Selected excerpt
**********
On November 12, 2025, the Company entered into a binding term sheet (the “Term Sheet”) with Daewoong relating to the exchange (the “Exchange”) of the outstanding senior secured convertible notes of the Company held by Daewoong (the “Existing Notes”). On December 15, 2025, the Company entered into an Exchange Agreement (the “Exchange Agreement”) with Daewoong consistent with the terms of the Term Sheet pursuant to which the Existing Notes held by Daewoong would be exchanged for (i) newly issued shares of common stock of the Company equal to (x) the principal and accrued interest of the Existing Notes as of the closing of the Exchange less (y) the principal amount of the New Convertible Note (as defined below), divided by $1.00, and then multiplied by 1.3 (and rounded down to the nearest whole share of common stock) and/or pre-funded warrants to purchase shares of common stock (the “Pre-Funded Warrants”) in lieu of any shares of common stock that would result in Daewoong’s beneficial ownership of common stock exceeding 49.99% (the “Exchange Shares”), (ii) a new senior secured convertible note for $1.5 million (the “New Convertible Note”), and (iii) warrants to purchase up to 8 million shares of common stock at an exercise price of $1.09392 per share (the “Daewoong Warrant”). At the closing of the Exchange, the number of Exchange Shares issued was 11,918,380 shares of common stock and 11,236,631 Daewoong Pre-Funded Warrants. Upon the closing of the Exchange, the Existing Notes were immediately and automatically terminated. The Daewoong Warrants, which contain the same terms as the PIPE Warrants, are exercisable at an exercise price of $1.09392 per share and may only be exercised for cash. The Daewoong Warrants are immediately exercisable after issuance and may be exercised at any time until the five-year anniversary of the Second Closing. The Exchange was approved at the special meeting of shareholders on January 21, 2026.

The Exchange Agreement provided that the Company nominate one designee of Daewoong to the Company’s board of directors to serve as a Class III director at the 2026 annual meeting of stockholders, of which the director designee is currently Seongsoo Park. Mr. Park currently serves on the Company’s board of directors and is scheduled for renomination at the 2026 annual meeting of stockholders.
**********
Collection entries:
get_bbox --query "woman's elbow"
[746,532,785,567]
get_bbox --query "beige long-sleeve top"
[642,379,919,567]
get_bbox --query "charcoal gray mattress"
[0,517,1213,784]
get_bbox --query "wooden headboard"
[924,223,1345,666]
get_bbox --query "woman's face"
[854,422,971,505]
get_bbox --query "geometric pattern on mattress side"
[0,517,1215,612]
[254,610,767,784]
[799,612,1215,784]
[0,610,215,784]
**********
Your tasks
(a) In the passage about the Daewoong note exchange, on what date was the Exchange approved at the special meeting of shareholders?
(b) Write the next part of the passage about the Daewoong note exchange, starting after its final sentence.
The records play no role in any of this work.

Answers provided
(a) January 21, 2026.

(b)
During the year ended December 31, 2025, the Company recognized $22.9 million of loss related to the increase in the fair value of the 2024 Daewoong Convertible Note. As of December 31, 2025, the principal amount outstanding under the 2024 Daewoong Convertible Note was $15.0 million, with an estimated fair value of $34.6 million.

New Convertible Note

The New Convertible Note issued on January 21, 2026, contains customary events of default, accrue interest at an annual rate of 15.79% payable in cash at maturity and has a maturity date of April 12, 2030 (the “New Maturity Date”), unless earlier converted or redeemed in accordance with its terms prior to such date. The Company may not prepay the New Convertible Note or accrued interest prior to the New Maturity Date.

If, prior to the New Maturity Date, the Company consummates a bona-fide third-party financing after the issuance of the New Convertible Note in the form of common stock or any securities convertible into, or exchangeable or exercisable for, common stock (subject to certain exceptions as described in the New Convertible Note), in one or more transactions or a series of related and substantially similar and simultaneous transactions at the same purchase price from third parties unaffiliated with Daewoong and its affiliates, for aggregate gross cash proceeds to the Company of at least $30.0 million (a “Qualified Financing”), then, upon written notice thereof to Daewoong by the Company, on the closing date of such Qualified Financing, the New Convertible Note will automatically convert in whole, without any further action by Daewoong, into a number of shares of common stock or pre-funded warrants equal to: (i) one and three tenths (1.3) multiplied by (ii) the quotient of (a) the principal amount of the New Convertible Note and all accrued and unpaid interest to be converted divided by (b) the per share price of the common stock sold in the Qualified Financing.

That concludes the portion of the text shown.